■ SHORT PROBLEM:
Repeat, word for word, the lines of the items below, starting at the line that contains "of the rose" and ending at the line that contains "<point>141,216</point>", with both of those lines included.

— Begin EXTRACTED INFORMATION —

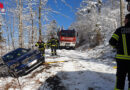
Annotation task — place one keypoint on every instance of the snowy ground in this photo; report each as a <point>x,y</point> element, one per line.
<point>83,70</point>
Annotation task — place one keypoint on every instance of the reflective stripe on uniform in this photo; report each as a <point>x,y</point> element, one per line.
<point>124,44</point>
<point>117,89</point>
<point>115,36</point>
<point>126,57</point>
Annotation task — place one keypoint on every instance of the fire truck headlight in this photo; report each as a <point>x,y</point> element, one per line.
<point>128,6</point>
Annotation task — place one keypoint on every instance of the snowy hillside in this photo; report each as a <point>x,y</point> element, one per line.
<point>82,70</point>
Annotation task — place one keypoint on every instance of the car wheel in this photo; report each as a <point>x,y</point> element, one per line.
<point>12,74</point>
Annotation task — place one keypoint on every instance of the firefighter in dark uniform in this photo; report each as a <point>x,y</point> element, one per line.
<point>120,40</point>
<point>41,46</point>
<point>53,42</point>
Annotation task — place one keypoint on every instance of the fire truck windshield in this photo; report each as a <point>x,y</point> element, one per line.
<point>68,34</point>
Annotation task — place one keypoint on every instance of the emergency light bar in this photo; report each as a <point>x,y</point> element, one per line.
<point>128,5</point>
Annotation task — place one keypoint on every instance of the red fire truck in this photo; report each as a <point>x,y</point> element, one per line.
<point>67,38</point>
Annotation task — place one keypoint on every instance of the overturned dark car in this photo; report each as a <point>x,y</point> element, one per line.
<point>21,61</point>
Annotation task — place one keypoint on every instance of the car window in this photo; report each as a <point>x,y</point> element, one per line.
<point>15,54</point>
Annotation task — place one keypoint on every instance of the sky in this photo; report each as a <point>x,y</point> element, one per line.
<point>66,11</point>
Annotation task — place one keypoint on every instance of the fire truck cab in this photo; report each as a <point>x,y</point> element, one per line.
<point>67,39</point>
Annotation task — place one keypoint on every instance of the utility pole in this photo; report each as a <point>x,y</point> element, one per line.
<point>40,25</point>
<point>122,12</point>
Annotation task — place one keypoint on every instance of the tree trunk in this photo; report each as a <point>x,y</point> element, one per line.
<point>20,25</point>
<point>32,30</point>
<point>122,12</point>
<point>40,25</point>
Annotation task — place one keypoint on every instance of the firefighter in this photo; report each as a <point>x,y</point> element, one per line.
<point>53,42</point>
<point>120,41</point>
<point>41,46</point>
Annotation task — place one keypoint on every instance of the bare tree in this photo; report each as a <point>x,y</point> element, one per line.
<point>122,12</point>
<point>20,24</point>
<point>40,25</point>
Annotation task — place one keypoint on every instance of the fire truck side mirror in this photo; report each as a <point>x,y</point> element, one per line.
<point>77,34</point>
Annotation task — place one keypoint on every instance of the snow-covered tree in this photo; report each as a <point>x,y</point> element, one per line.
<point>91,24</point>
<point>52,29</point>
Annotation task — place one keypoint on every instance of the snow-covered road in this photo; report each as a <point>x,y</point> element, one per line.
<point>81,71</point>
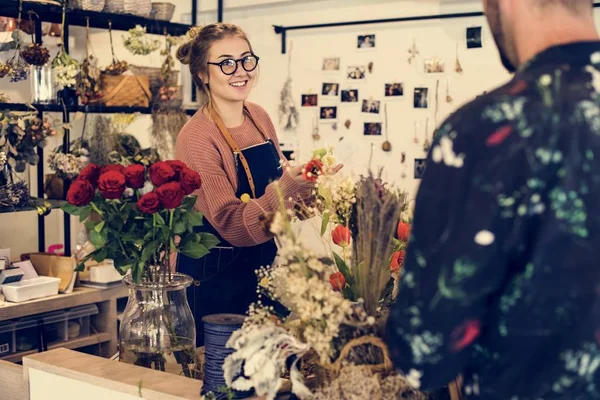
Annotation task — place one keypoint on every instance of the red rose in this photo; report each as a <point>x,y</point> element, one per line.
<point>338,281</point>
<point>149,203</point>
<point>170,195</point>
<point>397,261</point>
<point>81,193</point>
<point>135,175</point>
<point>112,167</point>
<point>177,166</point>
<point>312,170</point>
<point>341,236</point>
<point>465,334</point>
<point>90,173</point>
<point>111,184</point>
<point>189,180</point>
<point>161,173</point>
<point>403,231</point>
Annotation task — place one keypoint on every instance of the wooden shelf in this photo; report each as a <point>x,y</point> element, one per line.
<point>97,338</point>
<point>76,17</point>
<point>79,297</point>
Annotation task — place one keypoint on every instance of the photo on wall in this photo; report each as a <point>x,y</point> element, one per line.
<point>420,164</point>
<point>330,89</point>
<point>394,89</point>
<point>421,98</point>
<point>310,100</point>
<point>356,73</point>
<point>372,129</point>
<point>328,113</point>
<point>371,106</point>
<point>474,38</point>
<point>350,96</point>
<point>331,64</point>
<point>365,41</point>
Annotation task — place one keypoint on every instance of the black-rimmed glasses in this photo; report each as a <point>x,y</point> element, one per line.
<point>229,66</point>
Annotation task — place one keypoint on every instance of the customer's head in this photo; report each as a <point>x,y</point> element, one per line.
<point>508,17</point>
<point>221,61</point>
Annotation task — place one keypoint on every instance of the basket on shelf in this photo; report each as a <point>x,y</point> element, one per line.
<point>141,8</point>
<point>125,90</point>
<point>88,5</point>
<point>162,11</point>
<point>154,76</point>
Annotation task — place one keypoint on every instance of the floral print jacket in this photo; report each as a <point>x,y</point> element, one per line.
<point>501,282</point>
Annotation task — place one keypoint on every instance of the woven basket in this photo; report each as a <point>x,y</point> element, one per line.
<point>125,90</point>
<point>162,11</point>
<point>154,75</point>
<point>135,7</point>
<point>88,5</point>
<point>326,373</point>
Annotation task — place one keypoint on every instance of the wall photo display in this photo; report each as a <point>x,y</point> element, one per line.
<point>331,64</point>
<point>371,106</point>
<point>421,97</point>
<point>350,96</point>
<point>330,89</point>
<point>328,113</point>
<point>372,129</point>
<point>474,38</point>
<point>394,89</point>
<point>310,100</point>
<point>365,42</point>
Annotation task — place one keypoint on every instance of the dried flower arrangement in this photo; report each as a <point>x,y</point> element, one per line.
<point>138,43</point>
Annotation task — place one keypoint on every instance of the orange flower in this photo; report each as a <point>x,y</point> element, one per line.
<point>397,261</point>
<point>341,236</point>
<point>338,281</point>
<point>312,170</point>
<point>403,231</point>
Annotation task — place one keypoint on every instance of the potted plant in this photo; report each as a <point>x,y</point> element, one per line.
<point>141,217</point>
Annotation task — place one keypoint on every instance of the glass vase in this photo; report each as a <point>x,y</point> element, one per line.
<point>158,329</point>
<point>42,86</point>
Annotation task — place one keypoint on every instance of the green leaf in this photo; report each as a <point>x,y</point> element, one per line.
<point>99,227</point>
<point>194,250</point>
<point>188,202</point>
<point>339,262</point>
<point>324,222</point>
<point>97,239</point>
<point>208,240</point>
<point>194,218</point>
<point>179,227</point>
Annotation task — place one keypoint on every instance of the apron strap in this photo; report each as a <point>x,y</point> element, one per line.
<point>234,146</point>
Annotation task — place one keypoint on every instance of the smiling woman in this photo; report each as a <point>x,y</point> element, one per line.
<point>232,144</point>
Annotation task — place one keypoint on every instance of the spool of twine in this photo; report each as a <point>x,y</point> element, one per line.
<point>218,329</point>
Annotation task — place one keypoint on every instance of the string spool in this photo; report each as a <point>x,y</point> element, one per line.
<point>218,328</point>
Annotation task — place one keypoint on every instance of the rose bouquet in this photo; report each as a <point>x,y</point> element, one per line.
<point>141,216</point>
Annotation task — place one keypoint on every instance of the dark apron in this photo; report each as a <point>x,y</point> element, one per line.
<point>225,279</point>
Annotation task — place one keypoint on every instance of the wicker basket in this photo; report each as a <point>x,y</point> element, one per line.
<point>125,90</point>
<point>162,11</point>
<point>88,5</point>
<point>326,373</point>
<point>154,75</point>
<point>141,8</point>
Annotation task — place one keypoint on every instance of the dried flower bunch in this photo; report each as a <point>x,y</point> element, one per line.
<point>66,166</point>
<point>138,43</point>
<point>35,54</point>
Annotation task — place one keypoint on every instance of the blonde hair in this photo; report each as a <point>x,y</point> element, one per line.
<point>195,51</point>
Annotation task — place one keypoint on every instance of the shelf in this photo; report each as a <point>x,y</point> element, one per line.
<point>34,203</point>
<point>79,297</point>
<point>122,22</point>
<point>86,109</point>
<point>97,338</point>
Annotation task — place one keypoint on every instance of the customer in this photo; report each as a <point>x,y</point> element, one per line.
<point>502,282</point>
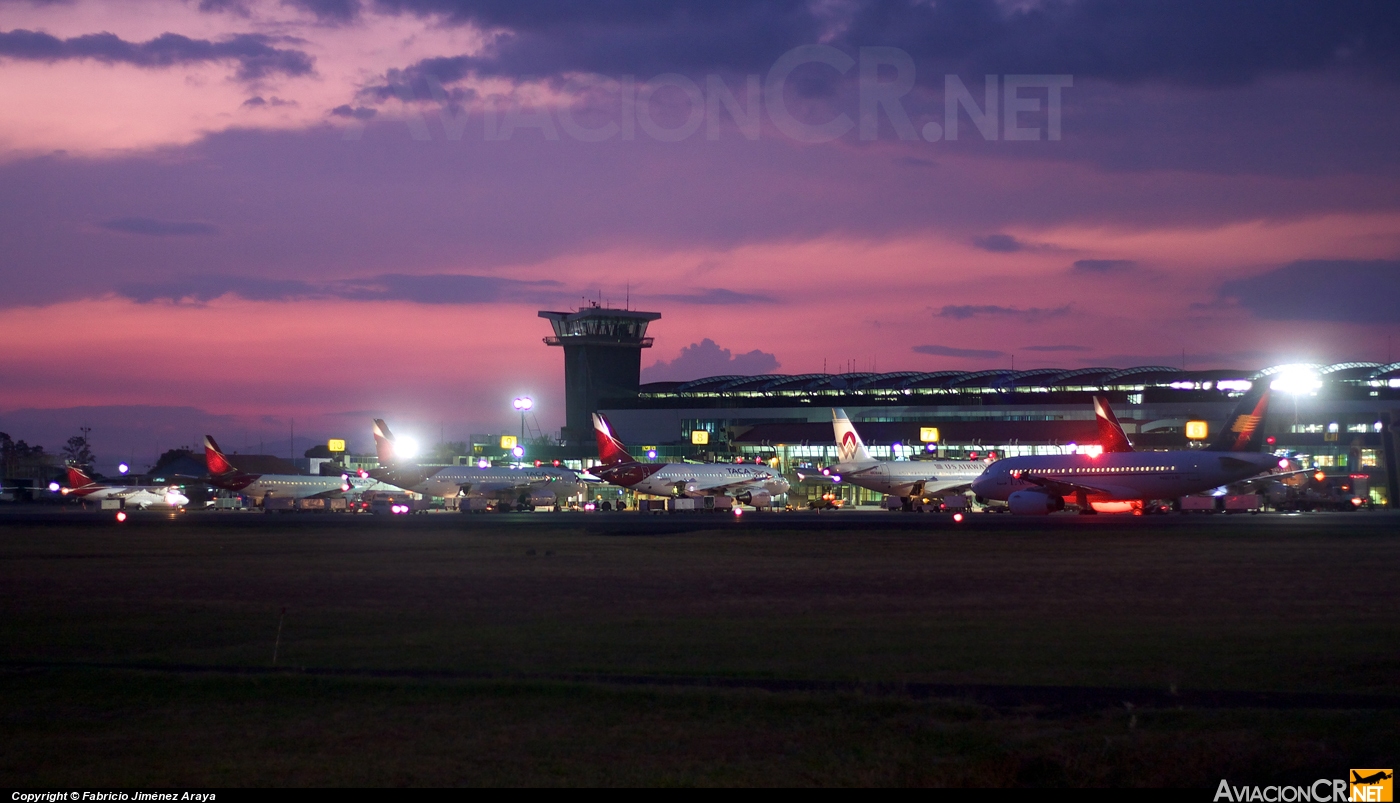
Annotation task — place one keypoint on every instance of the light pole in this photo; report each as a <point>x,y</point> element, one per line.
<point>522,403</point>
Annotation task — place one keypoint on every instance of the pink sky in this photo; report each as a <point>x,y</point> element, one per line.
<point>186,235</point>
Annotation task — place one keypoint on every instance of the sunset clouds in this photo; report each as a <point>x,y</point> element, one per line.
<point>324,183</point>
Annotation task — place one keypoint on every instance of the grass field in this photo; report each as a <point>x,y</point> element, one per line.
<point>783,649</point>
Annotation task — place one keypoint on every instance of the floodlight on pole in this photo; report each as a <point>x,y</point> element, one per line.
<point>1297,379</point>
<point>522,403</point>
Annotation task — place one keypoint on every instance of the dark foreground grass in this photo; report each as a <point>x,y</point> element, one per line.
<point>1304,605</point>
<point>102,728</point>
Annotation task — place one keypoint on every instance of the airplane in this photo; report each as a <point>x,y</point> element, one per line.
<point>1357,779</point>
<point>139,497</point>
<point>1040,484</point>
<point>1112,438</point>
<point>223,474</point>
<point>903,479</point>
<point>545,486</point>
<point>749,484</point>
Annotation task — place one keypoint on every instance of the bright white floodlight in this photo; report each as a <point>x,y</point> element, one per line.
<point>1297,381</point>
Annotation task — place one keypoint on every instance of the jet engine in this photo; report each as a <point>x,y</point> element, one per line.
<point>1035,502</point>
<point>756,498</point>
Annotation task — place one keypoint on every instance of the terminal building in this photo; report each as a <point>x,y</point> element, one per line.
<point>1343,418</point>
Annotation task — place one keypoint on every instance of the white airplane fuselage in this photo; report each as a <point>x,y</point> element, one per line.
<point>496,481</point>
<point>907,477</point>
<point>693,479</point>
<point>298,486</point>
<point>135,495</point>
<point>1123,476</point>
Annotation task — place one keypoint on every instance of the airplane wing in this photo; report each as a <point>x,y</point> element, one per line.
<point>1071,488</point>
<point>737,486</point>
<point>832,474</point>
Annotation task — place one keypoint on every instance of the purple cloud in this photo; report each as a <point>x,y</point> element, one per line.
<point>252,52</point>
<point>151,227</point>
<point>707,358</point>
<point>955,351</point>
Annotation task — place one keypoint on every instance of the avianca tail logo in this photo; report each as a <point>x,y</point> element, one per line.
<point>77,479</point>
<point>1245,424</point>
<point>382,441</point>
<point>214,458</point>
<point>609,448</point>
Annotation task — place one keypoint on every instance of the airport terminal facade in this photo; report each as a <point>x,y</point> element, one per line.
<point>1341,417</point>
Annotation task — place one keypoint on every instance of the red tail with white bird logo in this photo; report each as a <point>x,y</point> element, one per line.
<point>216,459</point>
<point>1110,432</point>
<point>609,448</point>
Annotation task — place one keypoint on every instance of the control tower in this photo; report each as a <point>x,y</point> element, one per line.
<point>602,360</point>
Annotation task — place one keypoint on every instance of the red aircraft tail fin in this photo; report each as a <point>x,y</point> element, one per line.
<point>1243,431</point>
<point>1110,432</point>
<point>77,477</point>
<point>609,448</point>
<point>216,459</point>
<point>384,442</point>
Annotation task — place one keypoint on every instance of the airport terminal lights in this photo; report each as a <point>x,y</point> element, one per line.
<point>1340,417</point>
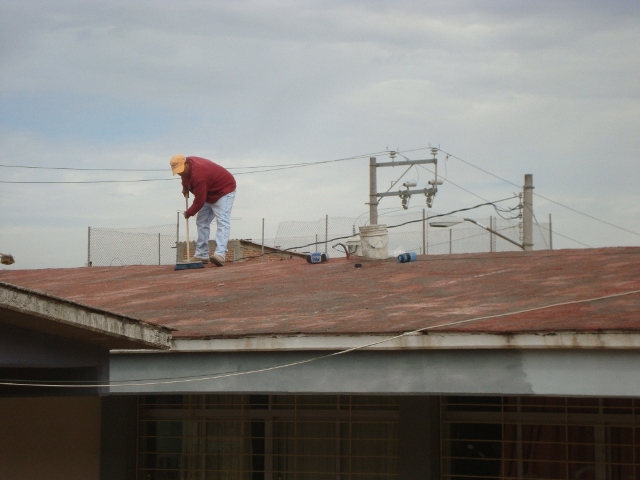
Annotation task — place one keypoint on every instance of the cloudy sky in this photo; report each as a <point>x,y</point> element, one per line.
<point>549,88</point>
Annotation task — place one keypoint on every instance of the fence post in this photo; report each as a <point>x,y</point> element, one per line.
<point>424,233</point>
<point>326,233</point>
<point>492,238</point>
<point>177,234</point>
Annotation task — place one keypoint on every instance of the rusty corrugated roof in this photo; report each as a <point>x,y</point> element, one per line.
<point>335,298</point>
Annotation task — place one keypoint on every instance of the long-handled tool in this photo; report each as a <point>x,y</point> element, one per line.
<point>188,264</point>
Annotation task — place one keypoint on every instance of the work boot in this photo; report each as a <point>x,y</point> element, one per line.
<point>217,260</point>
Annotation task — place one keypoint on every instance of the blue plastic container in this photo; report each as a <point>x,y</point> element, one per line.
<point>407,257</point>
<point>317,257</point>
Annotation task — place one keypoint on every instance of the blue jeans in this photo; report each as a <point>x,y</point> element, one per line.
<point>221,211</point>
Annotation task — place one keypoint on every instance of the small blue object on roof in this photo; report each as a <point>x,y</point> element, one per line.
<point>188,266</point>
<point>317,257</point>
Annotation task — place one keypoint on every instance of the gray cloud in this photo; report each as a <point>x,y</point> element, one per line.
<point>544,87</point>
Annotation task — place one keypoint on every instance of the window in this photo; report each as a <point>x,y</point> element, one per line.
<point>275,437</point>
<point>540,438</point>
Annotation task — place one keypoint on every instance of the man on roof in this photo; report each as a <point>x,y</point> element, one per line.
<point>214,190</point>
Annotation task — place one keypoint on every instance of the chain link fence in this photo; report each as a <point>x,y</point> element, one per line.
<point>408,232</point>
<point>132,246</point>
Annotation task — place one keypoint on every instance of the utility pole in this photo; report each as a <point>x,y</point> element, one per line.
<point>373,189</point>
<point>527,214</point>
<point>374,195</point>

— End EXTRACTED INFORMATION —

■ CORRECT RESULT:
Annotation task — place one keypoint on every instance of the rose bouquet in this photo; report each as a <point>x,y</point> element, one per line.
<point>141,216</point>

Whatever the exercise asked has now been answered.